(Stored data)
↓↓↓

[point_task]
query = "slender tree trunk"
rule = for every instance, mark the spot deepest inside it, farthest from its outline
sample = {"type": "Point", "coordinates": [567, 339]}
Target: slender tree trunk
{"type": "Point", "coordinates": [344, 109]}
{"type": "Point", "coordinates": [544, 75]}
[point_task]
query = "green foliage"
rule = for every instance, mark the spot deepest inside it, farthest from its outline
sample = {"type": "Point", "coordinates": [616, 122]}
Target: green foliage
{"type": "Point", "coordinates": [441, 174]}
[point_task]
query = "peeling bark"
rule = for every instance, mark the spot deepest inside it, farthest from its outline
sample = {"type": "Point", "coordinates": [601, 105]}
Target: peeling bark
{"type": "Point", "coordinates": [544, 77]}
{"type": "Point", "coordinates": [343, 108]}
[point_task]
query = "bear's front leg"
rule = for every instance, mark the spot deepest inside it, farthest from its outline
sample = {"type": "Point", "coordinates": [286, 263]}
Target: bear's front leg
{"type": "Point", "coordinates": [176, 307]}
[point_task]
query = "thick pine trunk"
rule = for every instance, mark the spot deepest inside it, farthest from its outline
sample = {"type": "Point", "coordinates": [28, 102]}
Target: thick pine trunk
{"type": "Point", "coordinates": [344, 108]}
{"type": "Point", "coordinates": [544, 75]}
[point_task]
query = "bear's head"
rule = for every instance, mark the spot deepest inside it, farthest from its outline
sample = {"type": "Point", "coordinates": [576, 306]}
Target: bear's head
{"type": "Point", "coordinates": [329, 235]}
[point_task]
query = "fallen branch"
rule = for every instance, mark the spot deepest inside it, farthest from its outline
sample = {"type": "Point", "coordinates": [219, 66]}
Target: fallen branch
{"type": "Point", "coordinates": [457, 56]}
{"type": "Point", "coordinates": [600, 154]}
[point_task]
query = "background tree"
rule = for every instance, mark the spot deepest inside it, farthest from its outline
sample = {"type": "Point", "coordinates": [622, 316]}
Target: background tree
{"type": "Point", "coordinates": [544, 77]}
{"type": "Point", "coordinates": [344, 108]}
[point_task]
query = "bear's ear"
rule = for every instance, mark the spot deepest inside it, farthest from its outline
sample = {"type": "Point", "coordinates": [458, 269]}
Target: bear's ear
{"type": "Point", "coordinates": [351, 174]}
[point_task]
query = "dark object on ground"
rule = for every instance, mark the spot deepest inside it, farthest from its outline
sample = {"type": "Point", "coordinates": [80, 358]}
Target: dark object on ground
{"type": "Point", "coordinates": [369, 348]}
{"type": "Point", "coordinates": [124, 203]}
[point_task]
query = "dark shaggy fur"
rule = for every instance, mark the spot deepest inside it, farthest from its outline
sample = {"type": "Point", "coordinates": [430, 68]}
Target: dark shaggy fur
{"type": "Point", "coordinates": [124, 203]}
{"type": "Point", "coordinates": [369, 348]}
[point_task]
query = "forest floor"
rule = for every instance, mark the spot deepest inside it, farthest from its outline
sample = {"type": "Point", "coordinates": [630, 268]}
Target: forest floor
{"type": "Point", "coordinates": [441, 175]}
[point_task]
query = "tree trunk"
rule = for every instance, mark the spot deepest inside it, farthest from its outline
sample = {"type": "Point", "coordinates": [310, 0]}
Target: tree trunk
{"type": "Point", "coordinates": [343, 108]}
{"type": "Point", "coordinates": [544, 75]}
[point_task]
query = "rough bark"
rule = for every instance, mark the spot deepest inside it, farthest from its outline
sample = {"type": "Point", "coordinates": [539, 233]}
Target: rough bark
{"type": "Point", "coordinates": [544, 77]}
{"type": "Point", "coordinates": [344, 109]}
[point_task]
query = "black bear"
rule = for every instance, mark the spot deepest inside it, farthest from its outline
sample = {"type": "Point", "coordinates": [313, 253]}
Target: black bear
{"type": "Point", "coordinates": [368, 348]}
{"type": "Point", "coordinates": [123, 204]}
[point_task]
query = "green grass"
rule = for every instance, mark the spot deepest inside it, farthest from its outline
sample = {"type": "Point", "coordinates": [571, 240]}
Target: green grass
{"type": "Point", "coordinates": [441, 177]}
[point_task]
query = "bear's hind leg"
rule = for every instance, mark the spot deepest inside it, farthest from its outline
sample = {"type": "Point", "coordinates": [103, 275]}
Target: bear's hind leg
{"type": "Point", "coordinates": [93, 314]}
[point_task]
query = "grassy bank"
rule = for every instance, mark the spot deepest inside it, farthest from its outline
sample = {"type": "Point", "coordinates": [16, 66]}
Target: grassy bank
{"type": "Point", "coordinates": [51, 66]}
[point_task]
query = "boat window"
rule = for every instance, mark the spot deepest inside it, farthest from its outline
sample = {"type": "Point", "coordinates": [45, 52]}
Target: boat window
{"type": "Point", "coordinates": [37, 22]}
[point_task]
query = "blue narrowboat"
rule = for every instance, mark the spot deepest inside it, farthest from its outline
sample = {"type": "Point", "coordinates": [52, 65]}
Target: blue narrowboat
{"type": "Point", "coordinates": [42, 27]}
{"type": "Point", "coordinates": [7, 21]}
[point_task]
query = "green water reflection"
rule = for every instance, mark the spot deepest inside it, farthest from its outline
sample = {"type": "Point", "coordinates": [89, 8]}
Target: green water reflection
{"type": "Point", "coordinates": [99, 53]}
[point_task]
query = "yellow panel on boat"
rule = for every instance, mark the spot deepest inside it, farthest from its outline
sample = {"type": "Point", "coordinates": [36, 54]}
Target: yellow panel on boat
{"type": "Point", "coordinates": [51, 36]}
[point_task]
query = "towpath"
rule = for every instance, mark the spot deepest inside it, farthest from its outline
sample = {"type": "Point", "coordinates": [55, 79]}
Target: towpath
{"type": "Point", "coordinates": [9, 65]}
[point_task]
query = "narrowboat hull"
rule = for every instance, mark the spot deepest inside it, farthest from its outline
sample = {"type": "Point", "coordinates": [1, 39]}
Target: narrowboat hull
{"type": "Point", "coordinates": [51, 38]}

↑↑↑

Write out every record shown above, word for word.

> **Response**
[point_task]
query = "slender tree trunk"
rule = for every instance, mark the spot deepest inside it, farthest from its outline
sample = {"type": "Point", "coordinates": [567, 339]}
Target: slender tree trunk
{"type": "Point", "coordinates": [344, 109]}
{"type": "Point", "coordinates": [544, 75]}
[point_task]
query = "green foliage"
rule = for every instance, mark the spot deepest inside it, farthest from its outline
sample = {"type": "Point", "coordinates": [616, 122]}
Target: green foliage
{"type": "Point", "coordinates": [441, 174]}
[point_task]
query = "peeling bark"
rule = for every instance, mark the spot deepest inside it, farthest from its outline
sample = {"type": "Point", "coordinates": [601, 105]}
Target: peeling bark
{"type": "Point", "coordinates": [544, 77]}
{"type": "Point", "coordinates": [343, 108]}
[point_task]
query = "bear's front leg"
rule = for every instance, mark the spot deepest inside it, farthest from its outline
sample = {"type": "Point", "coordinates": [286, 263]}
Target: bear's front leg
{"type": "Point", "coordinates": [176, 307]}
[point_task]
query = "thick pine trunk"
rule = for every instance, mark the spot deepest inside it, farthest from its outline
sample = {"type": "Point", "coordinates": [28, 102]}
Target: thick pine trunk
{"type": "Point", "coordinates": [344, 108]}
{"type": "Point", "coordinates": [544, 75]}
[point_task]
query = "bear's head"
rule = for every instance, mark the spot deepest inside it, farthest from its outline
sample = {"type": "Point", "coordinates": [576, 306]}
Target: bear's head
{"type": "Point", "coordinates": [329, 235]}
[point_task]
query = "fallen branch"
rule = for every instance, mark the spot deepest inside it, farthest from its outline
sample = {"type": "Point", "coordinates": [219, 66]}
Target: fallen branch
{"type": "Point", "coordinates": [457, 56]}
{"type": "Point", "coordinates": [600, 154]}
[point_task]
query = "background tree"
rule = for every instance, mark the spot deepest inside it, farthest from its outline
sample = {"type": "Point", "coordinates": [622, 316]}
Target: background tree
{"type": "Point", "coordinates": [544, 77]}
{"type": "Point", "coordinates": [344, 108]}
[point_task]
query = "bear's ear"
rule = for every instance, mark the spot deepest inside it, farthest from its outline
sample = {"type": "Point", "coordinates": [458, 269]}
Target: bear's ear
{"type": "Point", "coordinates": [351, 174]}
[point_task]
query = "dark object on ground"
rule = for every instance, mark the spot deepest inside it, farthest from its outline
sample = {"type": "Point", "coordinates": [80, 358]}
Target: dark object on ground
{"type": "Point", "coordinates": [369, 348]}
{"type": "Point", "coordinates": [124, 203]}
[point_task]
query = "dark shaggy fur"
rule = for every instance, mark the spot deepest inside it, farthest from its outline
sample = {"type": "Point", "coordinates": [430, 68]}
Target: dark shaggy fur
{"type": "Point", "coordinates": [124, 203]}
{"type": "Point", "coordinates": [369, 348]}
[point_task]
query = "forest floor"
rule = for every instance, mark the spot deepest inside it, farthest from its outline
sample = {"type": "Point", "coordinates": [630, 268]}
Target: forest floor
{"type": "Point", "coordinates": [441, 175]}
[point_task]
query = "tree trunk"
rule = for every instance, mark the spot deepest inside it, farthest from its outline
sample = {"type": "Point", "coordinates": [310, 0]}
Target: tree trunk
{"type": "Point", "coordinates": [343, 108]}
{"type": "Point", "coordinates": [544, 75]}
[point_task]
query = "rough bark"
rule = for every instance, mark the spot deepest inside it, farthest from its outline
sample = {"type": "Point", "coordinates": [539, 233]}
Target: rough bark
{"type": "Point", "coordinates": [544, 77]}
{"type": "Point", "coordinates": [344, 109]}
[point_task]
query = "black bear"
rule = for every instance, mark the spot deepest inside it, farthest from its outline
sample = {"type": "Point", "coordinates": [313, 253]}
Target: black bear
{"type": "Point", "coordinates": [368, 348]}
{"type": "Point", "coordinates": [123, 204]}
[point_task]
query = "green grass"
rule = for every instance, mark the spot deepest inside it, farthest from its outline
sample = {"type": "Point", "coordinates": [571, 240]}
Target: green grass
{"type": "Point", "coordinates": [441, 177]}
[point_task]
query = "bear's hind leg"
rule = for every instance, mark the spot deepest inside it, farthest from its outline
sample = {"type": "Point", "coordinates": [103, 275]}
Target: bear's hind leg
{"type": "Point", "coordinates": [93, 314]}
[point_task]
query = "grassy bank"
rule = for every instance, mark the spot deepest inside it, farthest from its outline
sample = {"type": "Point", "coordinates": [16, 66]}
Target: grassy bank
{"type": "Point", "coordinates": [51, 66]}
[point_task]
query = "boat window"
rule = for every instance, mark the spot deepest inside it, farthest from its outline
sample = {"type": "Point", "coordinates": [45, 52]}
Target: boat window
{"type": "Point", "coordinates": [37, 22]}
[point_task]
query = "blue narrowboat"
rule = for every instance, mark the spot deepest inside it, farthest from its outline
sample = {"type": "Point", "coordinates": [52, 65]}
Target: blue narrowboat
{"type": "Point", "coordinates": [42, 27]}
{"type": "Point", "coordinates": [7, 21]}
[point_task]
query = "green water reflection"
rule = for every instance, mark the spot deepest inside it, farthest from its outline
sample = {"type": "Point", "coordinates": [89, 8]}
Target: green water reflection
{"type": "Point", "coordinates": [99, 53]}
[point_task]
query = "yellow panel on boat"
rule = for every instance, mark the spot deepest inside it, farthest from its outline
sample = {"type": "Point", "coordinates": [36, 54]}
Target: yellow panel on boat
{"type": "Point", "coordinates": [51, 36]}
[point_task]
query = "towpath"
rule = for every instance, mark the spot deepest inside it, farthest from its outline
sample = {"type": "Point", "coordinates": [55, 79]}
Target: towpath
{"type": "Point", "coordinates": [9, 65]}
[point_task]
query = "narrowboat hull"
rule = for every instance, mark the spot deepest inside it, farthest from its outline
sample = {"type": "Point", "coordinates": [1, 39]}
Target: narrowboat hull
{"type": "Point", "coordinates": [51, 38]}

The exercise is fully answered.